LESETEXT:

+++++

Via Facebook hat sich bereits der Bundestagsabgeordnete Michael Thews geäußert. Er schreibt: „Soziale Gerechtigkeit und eine zukunftsorientierte, nachhaltige Politik waren für mich immer die Grundlagen für mein politisches Handeln. Christian Lindner steht für mich mittlerweile für eine unsoziale und rückwärtsgewandte Politik, die ausschließlich den Interessen einiger privilegierter Gruppen in unserer Gesellschaft dient, als Finanzminister hat er total versagt.“

Und weiter: „Es ist gut, dass Olaf Scholz dieses Elend beendet hat. In seiner starken Rede hat er nochmal deutlich gemacht, wie wir den aktuellen Herausforderungen begegnen können, um eine sichere Zukunft für die Menschen in unserem Land zu sichern. Dazu war Christian Lindner nicht in der Lage und damit ist er als Finanzminister nicht mehr tragbar.“

Deutliche Worte, die am Mittwoch auch bereits Scholz in seinem Statement gewählt hatte. Den Tonfall des Bundeskanzlers hält Thews für angemessen, wie er am Donnerstag im Gespräch mit unserer Redaktion erklärt. Von Lindner habe er daraufhin nur Rechtfertigungen gehört. Der Minister sei zuletzt „auf einem Ego-Trip“ unterwegs gewesen und am Ende verantwortlich für das Aus der Ampel, das er zuvor mit seinem Wirtschaftspapier provoziert habe.

+++++

DATENSATZ:
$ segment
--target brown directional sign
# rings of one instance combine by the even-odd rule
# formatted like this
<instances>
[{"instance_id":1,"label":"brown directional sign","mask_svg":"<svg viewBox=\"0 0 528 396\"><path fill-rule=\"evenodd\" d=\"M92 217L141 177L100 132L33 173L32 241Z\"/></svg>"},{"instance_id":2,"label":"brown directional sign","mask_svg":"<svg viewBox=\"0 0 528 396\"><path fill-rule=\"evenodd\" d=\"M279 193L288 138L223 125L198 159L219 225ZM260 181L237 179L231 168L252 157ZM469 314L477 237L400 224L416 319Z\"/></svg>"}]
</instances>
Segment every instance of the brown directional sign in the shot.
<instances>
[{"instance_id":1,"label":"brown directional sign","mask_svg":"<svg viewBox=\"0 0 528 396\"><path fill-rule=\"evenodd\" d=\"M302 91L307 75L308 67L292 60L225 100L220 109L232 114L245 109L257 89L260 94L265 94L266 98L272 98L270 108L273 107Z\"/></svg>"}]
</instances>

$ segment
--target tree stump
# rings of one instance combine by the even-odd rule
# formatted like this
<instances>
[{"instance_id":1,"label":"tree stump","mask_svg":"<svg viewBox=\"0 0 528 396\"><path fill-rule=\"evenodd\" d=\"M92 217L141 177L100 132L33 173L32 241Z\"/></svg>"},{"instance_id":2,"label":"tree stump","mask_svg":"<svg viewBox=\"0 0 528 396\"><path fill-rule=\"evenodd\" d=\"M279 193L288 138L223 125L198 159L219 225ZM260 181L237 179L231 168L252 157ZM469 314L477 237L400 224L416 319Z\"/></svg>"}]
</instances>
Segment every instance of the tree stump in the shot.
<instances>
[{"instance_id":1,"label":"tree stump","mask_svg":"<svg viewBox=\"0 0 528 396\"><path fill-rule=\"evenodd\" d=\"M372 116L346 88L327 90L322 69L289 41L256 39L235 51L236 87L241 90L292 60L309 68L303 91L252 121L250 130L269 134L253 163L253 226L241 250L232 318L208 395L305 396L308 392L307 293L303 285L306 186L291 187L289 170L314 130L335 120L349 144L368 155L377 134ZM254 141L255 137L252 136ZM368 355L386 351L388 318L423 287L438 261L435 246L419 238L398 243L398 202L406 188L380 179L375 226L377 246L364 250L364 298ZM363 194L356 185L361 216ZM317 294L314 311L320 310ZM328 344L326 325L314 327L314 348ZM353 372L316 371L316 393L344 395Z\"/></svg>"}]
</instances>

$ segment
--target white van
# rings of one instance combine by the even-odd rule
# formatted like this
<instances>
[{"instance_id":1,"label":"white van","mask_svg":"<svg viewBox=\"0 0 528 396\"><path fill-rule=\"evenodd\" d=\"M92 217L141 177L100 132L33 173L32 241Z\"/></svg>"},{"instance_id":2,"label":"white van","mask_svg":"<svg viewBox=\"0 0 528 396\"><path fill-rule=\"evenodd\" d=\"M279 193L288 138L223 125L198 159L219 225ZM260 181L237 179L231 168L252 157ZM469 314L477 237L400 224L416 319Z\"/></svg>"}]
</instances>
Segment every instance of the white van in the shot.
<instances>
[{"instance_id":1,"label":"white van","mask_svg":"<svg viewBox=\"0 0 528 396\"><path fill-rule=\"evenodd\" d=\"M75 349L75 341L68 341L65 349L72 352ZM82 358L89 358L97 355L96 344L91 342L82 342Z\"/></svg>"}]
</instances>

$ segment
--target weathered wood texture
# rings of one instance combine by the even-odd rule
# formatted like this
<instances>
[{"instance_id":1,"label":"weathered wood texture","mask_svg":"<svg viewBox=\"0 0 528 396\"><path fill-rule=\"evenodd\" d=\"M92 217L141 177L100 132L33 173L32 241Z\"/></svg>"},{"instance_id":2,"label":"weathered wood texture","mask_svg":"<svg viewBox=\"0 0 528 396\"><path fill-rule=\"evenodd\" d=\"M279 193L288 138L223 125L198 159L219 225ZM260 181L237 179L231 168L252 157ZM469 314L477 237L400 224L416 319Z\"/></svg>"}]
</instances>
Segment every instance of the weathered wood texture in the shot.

+++++

AUFGABEN:
1 - Über welches Netzwerk hat sich der Bundestagsabgeordnete Michael Thews laut dem Lesetext geäußert?
2 - Gib den Abschnitt des Lesetexts zwischen „Deutliche Worte, die“ und „Wirtschaftspapier provoziert habe.“ einschließlich wieder.
3 - Führe den Lesetext über Michael Thews' Kritik an Christian Lindner im Anschluss an seinen letzten Satz weiter.

DIE ANTWORTEN:
1 - Über Facebook.

2 -
Deutliche Worte, die am Mittwoch auch bereits Scholz in seinem Statement gewählt hatte. Den Tonfall des Bundeskanzlers hält Thews für angemessen, wie er am Donnerstag im Gespräch mit unserer Redaktion erklärt. Von Lindner habe er daraufhin nur Rechtfertigungen gehört. Der Minister sei zuletzt „auf einem Ego-Trip“ unterwegs gewesen und am Ende verantwortlich für das Aus der Ampel, das er zuvor mit seinem Wirtschaftspapier provoziert habe.

3 -
Weg für Neuwahlen freigemacht

„Olaf Scholz hat nun den Weg freigemacht für Neuwahlen. Das bedeutet aber nicht, dass wir jetzt alle nach Hause gehen und die Arbeit einstellen“, betont Thews. Nun gelte es unter anderem, den Haushalt zu verabschieden - was in der jetzigen Konstellation an sich schon keine einfache Aufgabe ist. Eine Minderheitsregierung über einen längeren Zeitraum kann sich Thews nur schwer vorstellen, „vor allem nicht bis September“.

Auch der CDU Stadtverband Lünen hat sich auf Anfrage unserer Redaktion geäußert. Vorsitzender Dr. Karl Schürmann bezieht seine Kritik allerdings nicht auf einzelne Personen, sondern auf die Koalition. „Festzuhalten ist, dass diese Bundesregierung gescheitert ist. Gescheitert im Bereich der Migrationspolitik, der Wirtschaftspolitik, der Energiepolitik, der Gesundheitspolitik und auch der Umweltpolitik, um nur einige wichtige politische Felder zu nennen, in denen dringende Handlungsbedarfe nicht gelöst wurden“, schreibt Schürmann.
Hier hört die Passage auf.